## [EXTRAIT FOURNI]
——

Quatorze experts psychiatres sont ensuite
revenus sur ses lourds antécédents, se relayant à la barre pour confronter
leurs analyses et tenter d’évaluer l’état de son discernement la nuit du crime.
Pour la majorité d’entre eux, Romain Dupuy était un schizophrène en crise,
incapable de résister à la folie de son geste. Un seul a soutenu qu’il
disposait encore d’une part de lucidité. La chambre de l’instruction, en
déclarant le meurtrier irresponsable, le retire désormais à l’autorité de la
justice, pour le confier directement aux médecins.
Ce changement de statut suscite beaucoup
d’inquiétude parmi les parties civiles. «C’est l’angoisse de se retrouver un
jour nez à nez avec lui dans la rue», pointe Jean-Paul Brin, avocat de
l’ancien compagnon de l’infirmière. «Un traitement psychiatrique n’est
jamais éternel, poursuit-il. Rien ne garantit qu’après une stabilisation
durable, il ne soit à nouveau dehors, capable de provoquer un accident grave.»

——

(Entrées enregistrées)
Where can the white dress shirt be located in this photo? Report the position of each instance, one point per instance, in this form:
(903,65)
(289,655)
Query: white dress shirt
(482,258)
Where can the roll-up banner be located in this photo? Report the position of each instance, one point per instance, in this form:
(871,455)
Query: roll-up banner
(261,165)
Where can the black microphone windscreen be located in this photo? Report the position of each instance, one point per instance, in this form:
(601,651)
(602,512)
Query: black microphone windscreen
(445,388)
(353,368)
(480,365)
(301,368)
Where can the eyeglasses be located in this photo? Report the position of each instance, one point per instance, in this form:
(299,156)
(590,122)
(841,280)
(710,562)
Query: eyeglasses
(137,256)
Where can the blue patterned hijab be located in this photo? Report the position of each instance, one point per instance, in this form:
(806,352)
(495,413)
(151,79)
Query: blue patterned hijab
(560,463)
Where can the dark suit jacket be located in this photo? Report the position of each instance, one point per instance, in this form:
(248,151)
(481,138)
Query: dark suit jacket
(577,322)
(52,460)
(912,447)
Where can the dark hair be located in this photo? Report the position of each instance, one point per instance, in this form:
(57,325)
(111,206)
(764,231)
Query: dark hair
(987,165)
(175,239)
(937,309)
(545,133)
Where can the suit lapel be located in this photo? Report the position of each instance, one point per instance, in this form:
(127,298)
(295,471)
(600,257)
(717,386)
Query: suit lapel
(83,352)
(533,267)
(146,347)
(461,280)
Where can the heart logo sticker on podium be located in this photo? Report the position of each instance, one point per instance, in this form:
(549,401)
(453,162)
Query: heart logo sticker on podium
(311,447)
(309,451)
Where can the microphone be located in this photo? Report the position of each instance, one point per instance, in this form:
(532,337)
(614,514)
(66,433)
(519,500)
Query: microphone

——

Poursuivez, s'il vous plaît, l'article sur l'irresponsabilité pénale de Romain Dupuy après sa dernière phrase.

Yves Darmendrail, avocat des Gariod, va plus loin : «Il faut une évolution,
pour que la justice conserve un droit de regard sur ces individus. Notamment
lors de leur remise à la vie civile.» Les parties civiles étudient la
possibilité d’un pourvoi en cassation. Elles ont cinq jours pour se prononcer.
Quant à Romain Dupuy, informé de la décision par son avocat, il en a pris acte
sans manifestation particulière. «Mes parents vont être contents»,
a-t-il simplement noté.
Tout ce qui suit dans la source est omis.